### Page excerpt

========================================

Most of us unconsciously mythologize our lives. Earlier this year, I wrote about the Preservation to Expenditure ratio. In that post, I touched upon Joseph Campbell’s The Hero’s Journey. The Hero’s Journey is essentially a mythologizing of your life.
You could argue that adding the word “hero” itself is mythologizing. I want to touch upon an idea that I recently had about the negatives of mythologizing. These usually show up when you take it up a notch in your headcanon.
The Hero’s Journey is an observed structure in storytelling which roughly involves anywhere between ten to seventeen steps.
The hero starts from the Ordinary World, which is their original setting, the known world. Then, they move to the Special World, where they go through significant changes. Then, they come back to the Ordinary World as a new person.
Here’s an illustration for the same thing.
The idea of mythologizing isn’t a new one when it comes to psychology. Humans have always talked in stories. Most stories have a hero. We always mythologize to create an epic tale. Often, these help us go forward, take caution and so on.
Strictly psychologically speaking, mythologizing helps an individual go beyond their general challenges and believe in a story. Tad Waddington’s short piece on Mythologizing dives deeper into this idea in different directions. They argue that mythologizing brings out heroic qualities in an individual that helps them face challenges and fare better from them overall.
Another interesting perspective is that of the feeling of belongingness. I’m going out on a limb here, but I’d say this might be why we bond over shared trauma.
We have a story in our head with a start, a middle and an end. When someone shares the same beginning, middle and end, we feel companionship with them because they are privy to our journey.
Also, the fact that someone from the same small town meeting you coincidentally in a large city is bound to become your friend because you both have a similar myth in your head.
Often, telling ourselves a story helps us cope with events in our lives. We believe in a myth that helps us comprehend an event which we put off for a while until we can deal with it correctly.
For example, during a breakup, it’s easy to paint your (ex) significant other as the physical manifestation of evil on Earth. However, as time passes (and if they weren’t toxic to your context) you realise they’re human too and the myth disappears.

========================================

### Problem statement
Copy the stretch of the post on mythologizing from "Strictly psychologically speaking, mythologizing" through "to our journey." word for word. The listing below comes from a different source than the post.

### Record set

========================================

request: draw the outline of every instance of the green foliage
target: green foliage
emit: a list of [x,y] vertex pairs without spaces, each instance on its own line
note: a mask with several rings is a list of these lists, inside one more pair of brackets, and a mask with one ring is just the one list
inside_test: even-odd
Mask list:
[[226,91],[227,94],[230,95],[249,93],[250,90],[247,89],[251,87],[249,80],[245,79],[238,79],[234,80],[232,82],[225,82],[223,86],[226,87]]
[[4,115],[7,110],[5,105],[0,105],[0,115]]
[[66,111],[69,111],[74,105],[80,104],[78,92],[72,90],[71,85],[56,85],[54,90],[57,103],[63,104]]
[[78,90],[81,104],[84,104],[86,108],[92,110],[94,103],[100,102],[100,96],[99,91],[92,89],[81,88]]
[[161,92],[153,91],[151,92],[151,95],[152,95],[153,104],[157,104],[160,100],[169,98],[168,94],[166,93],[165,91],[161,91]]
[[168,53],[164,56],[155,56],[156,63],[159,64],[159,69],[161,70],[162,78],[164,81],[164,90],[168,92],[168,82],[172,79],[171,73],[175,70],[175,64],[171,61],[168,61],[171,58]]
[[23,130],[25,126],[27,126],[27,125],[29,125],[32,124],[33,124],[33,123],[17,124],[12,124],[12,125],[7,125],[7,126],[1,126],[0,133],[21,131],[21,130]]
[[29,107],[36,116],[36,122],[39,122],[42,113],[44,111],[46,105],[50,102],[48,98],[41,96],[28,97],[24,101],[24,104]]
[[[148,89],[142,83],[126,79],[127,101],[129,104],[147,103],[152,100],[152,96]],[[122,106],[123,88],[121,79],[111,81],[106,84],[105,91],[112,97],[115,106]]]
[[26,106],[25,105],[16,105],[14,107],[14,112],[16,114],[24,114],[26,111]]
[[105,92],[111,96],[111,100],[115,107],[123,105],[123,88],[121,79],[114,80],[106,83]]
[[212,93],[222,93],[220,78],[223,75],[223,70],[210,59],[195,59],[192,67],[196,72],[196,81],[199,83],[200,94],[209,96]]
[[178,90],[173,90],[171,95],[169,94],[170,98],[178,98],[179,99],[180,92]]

========================================

### Solution to the problem
Strictly psychologically speaking, mythologizing helps an individual go beyond their general challenges and believe in a story. Tad Waddington’s short piece on Mythologizing dives deeper into this idea in different directions. They argue that mythologizing brings out heroic qualities in an individual that helps them face challenges and fare better from them overall.
Another interesting perspective is that of the feeling of belongingness. I’m going out on a limb here, but I’d say this might be why we bond over shared trauma.
We have a story in our head with a start, a middle and an end. When someone shares the same beginning, middle and end, we feel companionship with them because they are privy to our journey.